What you will do - Copy the listing below word for word, all of it, leaving out the pictures.

-- start --

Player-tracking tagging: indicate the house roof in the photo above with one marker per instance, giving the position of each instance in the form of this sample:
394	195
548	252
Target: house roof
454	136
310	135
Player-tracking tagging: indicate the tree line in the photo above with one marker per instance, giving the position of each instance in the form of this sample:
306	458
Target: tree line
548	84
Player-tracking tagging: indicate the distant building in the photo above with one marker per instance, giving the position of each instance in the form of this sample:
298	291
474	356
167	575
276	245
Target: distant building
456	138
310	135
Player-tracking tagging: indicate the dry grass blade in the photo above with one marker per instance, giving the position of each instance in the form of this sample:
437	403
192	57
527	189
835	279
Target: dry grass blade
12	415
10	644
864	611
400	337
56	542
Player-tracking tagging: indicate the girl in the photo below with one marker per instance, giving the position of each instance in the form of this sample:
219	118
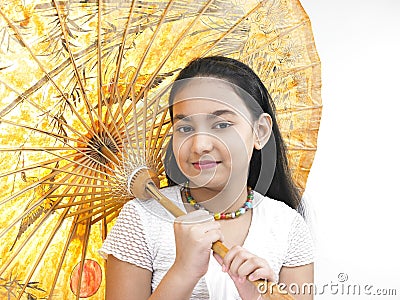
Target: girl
220	163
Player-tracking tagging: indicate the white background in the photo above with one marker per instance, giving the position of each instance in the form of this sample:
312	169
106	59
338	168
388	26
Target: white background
354	183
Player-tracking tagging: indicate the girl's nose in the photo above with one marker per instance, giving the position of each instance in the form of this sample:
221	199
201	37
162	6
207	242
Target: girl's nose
202	143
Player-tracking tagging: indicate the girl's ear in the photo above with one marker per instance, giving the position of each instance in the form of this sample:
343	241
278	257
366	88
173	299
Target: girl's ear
262	130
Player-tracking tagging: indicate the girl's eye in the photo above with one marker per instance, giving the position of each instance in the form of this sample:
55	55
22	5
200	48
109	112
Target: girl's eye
223	125
184	129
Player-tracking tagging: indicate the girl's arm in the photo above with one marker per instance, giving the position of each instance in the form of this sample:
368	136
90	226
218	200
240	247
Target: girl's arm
299	281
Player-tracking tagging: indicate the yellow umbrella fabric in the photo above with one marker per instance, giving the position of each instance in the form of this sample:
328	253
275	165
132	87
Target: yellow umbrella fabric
82	101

-- end --

Solution below -
Player-tracking tagging: indicate the house roof in the photo above with one marker per instance, giving the position of each instance in the form of this sample:
394	195
548	252
Target: house roof
454	136
310	135
Player-tracking tagging: indicate the tree line in the photo above with one marker per instance, giving the position of each instance in the form of this sample:
306	458
Target: tree line
548	84
Player-tracking tagging: indicate the distant building in the photo above with one marker per instance, giving the position of each instance in the form of this sample:
298	291
474	356
167	575
276	245
Target: distant building
456	138
310	135
Player-tracking tagging: indicate the dry grass blade in the photo above with one marker per instance, giving the position of each instance in the form of this sample:
437	403
192	57
527	189
835	279
Target: dry grass blade
12	415
10	644
864	611
400	337
56	542
Player-tracking tagging: indicate the girl in the photo below with one marker per instance, giving the position of each instance in the form of this sample:
219	118
Target: girl
220	163
Player-tracking tagging: indicate the white background in the photo above with one marker per instance, giving the position of each instance in the form of this sample:
312	169
106	59
338	168
388	26
Target: white background
354	183
Player-tracking tagging: indicate the girl's nose in the photo above with one marker per instance, giving the position of each instance in the form of this sample:
221	199
201	37
162	6
207	242
Target: girl's nose
202	143
Player-tracking tagging: indicate the girl's ear in the photo above with one marker per instance, giving the position of each instance in the form of this sample:
343	241
278	257
366	88
173	299
Target: girl's ear
262	130
Player-tracking tagging: indicate the girl's eye in the photo above with one marker per instance, giving the position of each instance in the form of this sample:
55	55
22	5
200	48
109	112
Target: girl's eye
223	125
184	129
Player-tracking tagging: indicate the girl's arm in the photo above with one marker per instance, giving the position of each instance in the form of this sample:
368	136
90	226
218	200
240	247
Target: girl's arm
299	281
Player-tracking tagging: indicate the yellow umbrella fabric in the photo above with one marker per instance, giving the position of each instance in the form of this sample:
328	253
275	165
132	87
Target: yellow umbrella fabric
82	101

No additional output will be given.